→ STATED TASK
Retype all of the material below line for line, changing nothing.

→ Location identification entries
^^^^^^^^^^^^^^^^
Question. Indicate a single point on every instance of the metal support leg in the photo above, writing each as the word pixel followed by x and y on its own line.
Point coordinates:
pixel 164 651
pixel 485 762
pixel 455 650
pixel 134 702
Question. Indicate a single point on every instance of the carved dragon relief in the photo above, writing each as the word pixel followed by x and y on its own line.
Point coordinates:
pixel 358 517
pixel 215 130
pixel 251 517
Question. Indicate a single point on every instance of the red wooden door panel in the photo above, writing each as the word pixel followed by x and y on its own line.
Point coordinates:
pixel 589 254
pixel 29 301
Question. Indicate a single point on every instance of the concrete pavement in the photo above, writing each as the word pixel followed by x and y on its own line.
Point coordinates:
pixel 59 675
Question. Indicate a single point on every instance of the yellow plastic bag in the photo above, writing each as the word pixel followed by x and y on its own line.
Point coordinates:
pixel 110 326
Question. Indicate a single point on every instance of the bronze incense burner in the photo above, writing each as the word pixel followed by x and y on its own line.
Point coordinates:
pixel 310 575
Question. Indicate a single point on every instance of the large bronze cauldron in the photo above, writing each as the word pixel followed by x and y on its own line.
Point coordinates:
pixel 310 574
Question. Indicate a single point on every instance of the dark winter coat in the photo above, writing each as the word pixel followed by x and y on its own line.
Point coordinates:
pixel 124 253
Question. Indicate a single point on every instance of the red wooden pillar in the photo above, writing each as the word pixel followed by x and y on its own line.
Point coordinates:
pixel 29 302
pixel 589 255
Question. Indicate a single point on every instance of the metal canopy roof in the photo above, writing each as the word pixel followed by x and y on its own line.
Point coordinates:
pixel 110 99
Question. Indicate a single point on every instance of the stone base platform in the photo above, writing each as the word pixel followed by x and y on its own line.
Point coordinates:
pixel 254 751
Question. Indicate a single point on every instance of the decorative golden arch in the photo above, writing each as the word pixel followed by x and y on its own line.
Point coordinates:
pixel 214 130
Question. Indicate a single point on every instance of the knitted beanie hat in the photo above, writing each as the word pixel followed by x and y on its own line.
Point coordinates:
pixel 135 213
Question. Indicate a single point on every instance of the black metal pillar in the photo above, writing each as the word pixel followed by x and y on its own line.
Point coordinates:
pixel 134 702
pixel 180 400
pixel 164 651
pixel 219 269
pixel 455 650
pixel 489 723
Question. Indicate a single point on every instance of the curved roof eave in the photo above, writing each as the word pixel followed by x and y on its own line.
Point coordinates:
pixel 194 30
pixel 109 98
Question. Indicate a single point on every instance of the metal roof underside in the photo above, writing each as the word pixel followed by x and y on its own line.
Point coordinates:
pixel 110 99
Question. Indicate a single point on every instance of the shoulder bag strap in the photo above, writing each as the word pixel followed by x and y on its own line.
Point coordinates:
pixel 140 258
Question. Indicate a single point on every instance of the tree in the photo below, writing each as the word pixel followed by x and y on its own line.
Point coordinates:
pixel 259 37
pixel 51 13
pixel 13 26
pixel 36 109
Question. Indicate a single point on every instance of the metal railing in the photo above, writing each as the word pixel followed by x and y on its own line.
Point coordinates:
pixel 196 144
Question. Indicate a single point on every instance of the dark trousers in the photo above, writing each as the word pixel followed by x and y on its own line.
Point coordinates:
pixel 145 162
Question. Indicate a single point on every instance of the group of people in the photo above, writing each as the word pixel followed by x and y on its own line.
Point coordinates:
^^^^^^^^^^^^^^^^
→ EXERCISE RESPONSE
Question. Indicate a single point on every instance of the metal support leg in the photo above, writing each as the word pixel followed by x and y on its own line.
Point coordinates:
pixel 164 651
pixel 485 762
pixel 455 650
pixel 134 702
Question. Indicate a single point on every instance of the carved dragon relief in the photo above, writing each as the word pixel followed by x and y on its own line.
Point coordinates:
pixel 358 517
pixel 215 130
pixel 251 517
Question. Indicate a single point on every instance of the red wooden door panel in the photo above, writing each as the word pixel followed by x and y on its own line.
Point coordinates:
pixel 589 254
pixel 29 301
Question. Indicate a single point on every instance of the concrete pavement in the photo above, writing each as the word pixel followed by x and y on its own line.
Point coordinates:
pixel 59 675
Question. Indicate a single point on every instance of the yellow plastic bag in the photo above, writing each as the word pixel followed by x and y on its own line.
Point coordinates:
pixel 110 326
Question. Indicate a single point on every instance of the bronze incense burner in the photo above, writing each as the word pixel followed by x and y on its own line.
Point coordinates:
pixel 310 575
Question. Indicate a single point on every instance of the large bronze cauldron in the photo above, writing each as the word pixel followed by x and y on its own line.
Point coordinates:
pixel 310 574
Question. Indicate a single point on every instance of the dark winter coat in the photo above, writing each as the word pixel followed by x and y on its own line.
Point coordinates:
pixel 124 253
Question. Indicate a single point on every instance of the red wooden pillar in the photo above, writing each as the word pixel followed by x and y on its own line.
Point coordinates:
pixel 29 302
pixel 589 255
Question. Indicate a single point on every instance of the metal canopy roof in the photo above, writing each as the word pixel followed by x and y on its own line.
Point coordinates:
pixel 110 99
Question. Indicate a single point on every instance of the stone base platform in the photo above, writing each as the word pixel followed by x and y on its own line.
Point coordinates:
pixel 254 751
Question. Indicate a single point on every instance of the decorative golden arch in the photo above, writing each as the word pixel followed by x and y on its own line.
Point coordinates:
pixel 214 130
Question. Indicate a single point on every instance of the knitted beanie hat in the photo above, writing each as the word pixel followed by x and y on its own line.
Point coordinates:
pixel 135 213
Question. Indicate a single point on every instance of the black metal pillar in the photo above, writing each as the word pixel followed by x and y on its own line.
Point coordinates:
pixel 134 702
pixel 180 400
pixel 164 651
pixel 219 269
pixel 455 650
pixel 489 723
Question. Indicate a single point on every instance of the curved roof eave in the photo above, writing each as the word pixel followed by x and y on its own line.
Point coordinates:
pixel 194 30
pixel 109 98
Question. Indicate a single point on every instance of the metal roof underside in the photo above, writing each as the word pixel followed by x and y on its own line.
Point coordinates:
pixel 110 99
Question. Indicate a single point on every instance of the shoulder bag strap in the photo above, writing each as the word pixel followed by x and y on its own line.
Point coordinates:
pixel 140 258
Question. Indicate a single point on every instance of the tree in the photo below, writing each as the word pixel followed by x and y on its own line.
Point coordinates:
pixel 259 37
pixel 51 13
pixel 13 26
pixel 36 109
Question. Indicate a single point on every instance of the metal railing in the photo above, writing each as the word pixel followed by x and y on its own line.
Point coordinates:
pixel 196 144
Question. Indicate a single point on every instance of the dark trousers in the photo above, writing each as the word pixel followed by x and y on its own line.
Point coordinates:
pixel 145 162
Question. Indicate a single point on every instance of the group of people in the photo above, writing each as the word pixel followed by x and y on its own line.
Point coordinates:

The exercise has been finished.